Nothing burns morning schedules like a truck that will not start — and nothing burns starters, batteries and patience like cranking away at it without a plan. First, classify the failure. Everything else follows from that.
1. It will not crank at all
- Battery state first: a healthy 24V pair and clean, tight terminals solve most of these.
- Main isolator switch — obvious, and forgotten weekly somewhere.
- Interlocks: neutral or clutch switches, and PTO states that block cranking.
- A click without rotation: starter solenoid or a voltage-drop problem in heavy cables. Voltage-drop test the cables before condemning the starter.
2. It cranks but will not fire
- Fuel supply: tank level (and gauge honesty), filters overdue, water separator full, air drawn in through a loose filter seal or cracked suction line. Air in fuel is the classic cranks-forever fault. Vaden’s fuel filter and water separator guide covers the service points in detail.
- Winter: diesel gels in severe cold — waxed filters look clean but flow nothing. Use winter-grade fuel and approved additives before the cold, not after.
- Cold-start aids: inlet air heaters and glow systems that quietly failed in summer announce it in November.
- Electronics: immobiliser, crank sensor faults, low rail pressure codes, blown feed fuses. Scan before dismantling.
3. It starts, then dies
Usually fuel delivery collapsing under demand — suction-side air leaks, a clogging filter, a weak lift pump — or a sensor feeding the ECU nonsense. If it restarts after a rest and dies again, think fuel starvation, not ignition.
One hard rule
Never spray ether or “starting fluid” into an engine equipped with inlet heaters or glow elements. The result can be an intake explosion. If the engine needs a starting aid it was not designed for, the fault needs a mechanic, not a can.
General information for professional operators. Always follow the engine manufacturer’s diagnostic and safety procedures.

# Dataset entries:

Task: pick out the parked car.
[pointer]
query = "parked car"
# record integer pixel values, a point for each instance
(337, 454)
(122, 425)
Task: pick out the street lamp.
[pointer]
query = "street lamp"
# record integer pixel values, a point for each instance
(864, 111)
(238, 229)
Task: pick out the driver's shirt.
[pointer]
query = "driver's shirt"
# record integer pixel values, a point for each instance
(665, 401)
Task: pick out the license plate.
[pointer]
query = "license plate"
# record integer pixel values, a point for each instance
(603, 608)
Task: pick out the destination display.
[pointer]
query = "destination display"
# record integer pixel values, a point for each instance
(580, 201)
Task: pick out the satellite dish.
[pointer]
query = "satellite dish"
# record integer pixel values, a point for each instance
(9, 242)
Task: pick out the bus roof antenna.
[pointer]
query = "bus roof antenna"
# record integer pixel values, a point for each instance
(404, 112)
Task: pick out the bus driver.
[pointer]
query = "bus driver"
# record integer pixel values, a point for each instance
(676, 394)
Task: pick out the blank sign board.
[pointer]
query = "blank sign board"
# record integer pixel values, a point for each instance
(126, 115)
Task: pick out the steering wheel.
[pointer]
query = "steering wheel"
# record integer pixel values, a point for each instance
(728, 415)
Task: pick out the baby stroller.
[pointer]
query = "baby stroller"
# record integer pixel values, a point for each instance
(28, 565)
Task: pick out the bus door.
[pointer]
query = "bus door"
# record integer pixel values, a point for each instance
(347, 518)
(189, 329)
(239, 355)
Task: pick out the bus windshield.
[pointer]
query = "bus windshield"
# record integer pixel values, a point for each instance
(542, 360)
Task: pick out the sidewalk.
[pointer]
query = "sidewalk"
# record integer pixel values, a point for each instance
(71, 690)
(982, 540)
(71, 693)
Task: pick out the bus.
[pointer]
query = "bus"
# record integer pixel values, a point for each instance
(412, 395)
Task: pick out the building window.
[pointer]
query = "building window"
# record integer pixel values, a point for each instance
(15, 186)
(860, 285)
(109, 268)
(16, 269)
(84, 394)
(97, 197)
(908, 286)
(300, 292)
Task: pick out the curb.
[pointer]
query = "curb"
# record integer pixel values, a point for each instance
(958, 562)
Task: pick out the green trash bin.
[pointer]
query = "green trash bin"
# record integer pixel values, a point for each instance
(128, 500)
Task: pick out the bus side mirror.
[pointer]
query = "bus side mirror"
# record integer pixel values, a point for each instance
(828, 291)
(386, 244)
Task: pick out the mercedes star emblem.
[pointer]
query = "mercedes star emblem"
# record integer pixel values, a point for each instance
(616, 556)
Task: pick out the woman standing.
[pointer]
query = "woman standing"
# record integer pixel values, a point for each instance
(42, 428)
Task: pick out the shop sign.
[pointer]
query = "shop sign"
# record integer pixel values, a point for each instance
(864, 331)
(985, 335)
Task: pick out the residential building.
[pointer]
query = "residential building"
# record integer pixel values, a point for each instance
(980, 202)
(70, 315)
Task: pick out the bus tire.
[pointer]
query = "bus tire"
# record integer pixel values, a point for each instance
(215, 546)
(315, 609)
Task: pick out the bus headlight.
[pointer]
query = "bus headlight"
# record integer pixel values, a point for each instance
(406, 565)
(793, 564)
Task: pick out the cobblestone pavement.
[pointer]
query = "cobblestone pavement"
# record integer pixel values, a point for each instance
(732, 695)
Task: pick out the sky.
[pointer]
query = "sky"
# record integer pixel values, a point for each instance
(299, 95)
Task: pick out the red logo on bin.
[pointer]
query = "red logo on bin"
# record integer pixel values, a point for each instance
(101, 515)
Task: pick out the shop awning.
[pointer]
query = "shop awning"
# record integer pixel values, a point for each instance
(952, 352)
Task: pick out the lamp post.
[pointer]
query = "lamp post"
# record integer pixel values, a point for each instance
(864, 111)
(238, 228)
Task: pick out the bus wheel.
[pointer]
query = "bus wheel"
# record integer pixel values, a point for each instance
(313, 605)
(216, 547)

==

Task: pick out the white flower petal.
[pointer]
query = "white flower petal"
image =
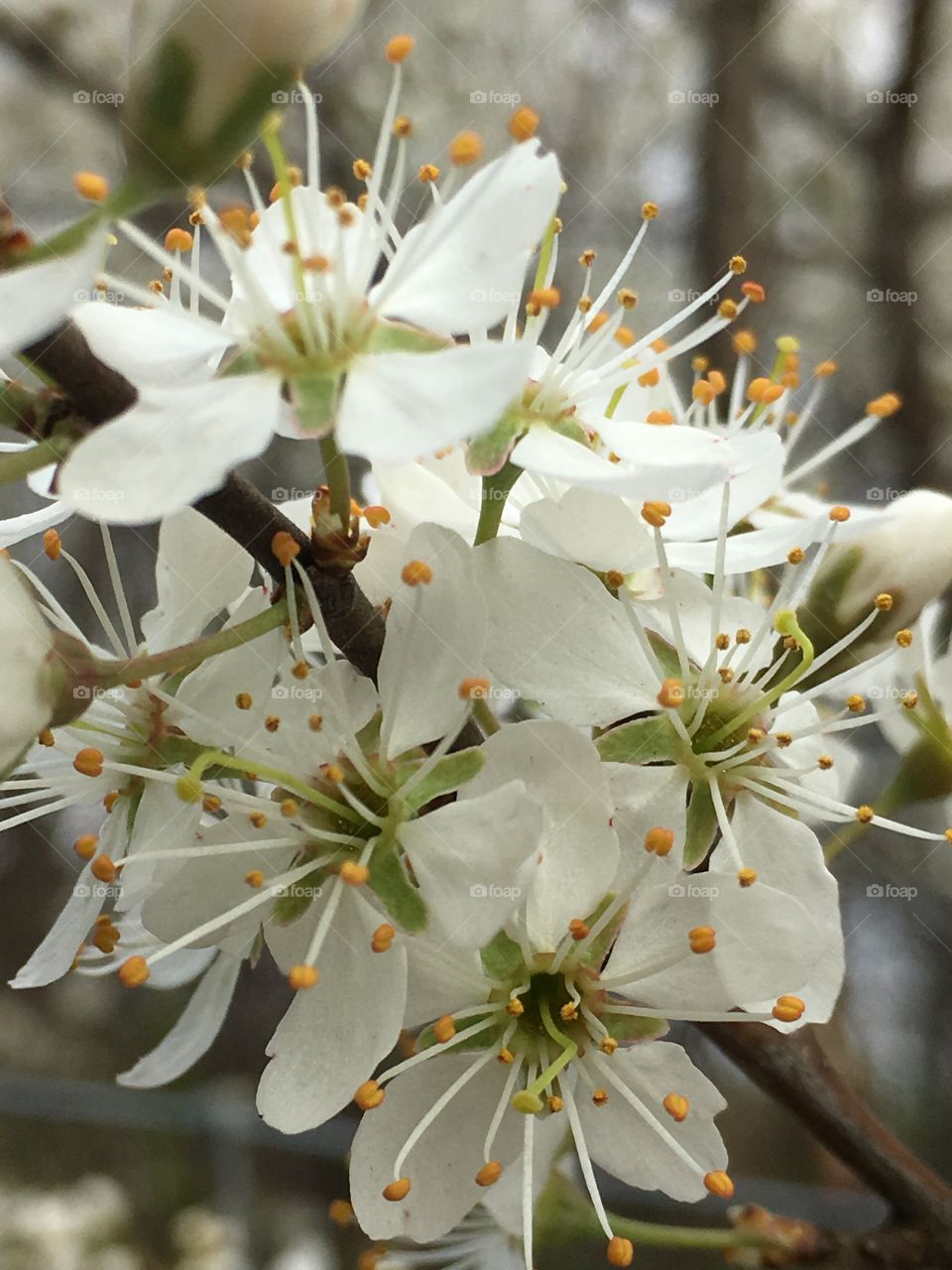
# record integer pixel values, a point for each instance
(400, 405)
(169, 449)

# Instructions for the task:
Rewrite the part of the diesel no-start guide above that begins at the words "- Interlocks: neutral" and stops after "condemning the starter.", replacing "starter" with "starter motor".

# Reply:
- Interlocks: neutral or clutch switches, and PTO states that block cranking.
- A click without rotation: starter motor solenoid or a voltage-drop problem in heavy cables. Voltage-drop test the cables before condemning the starter motor.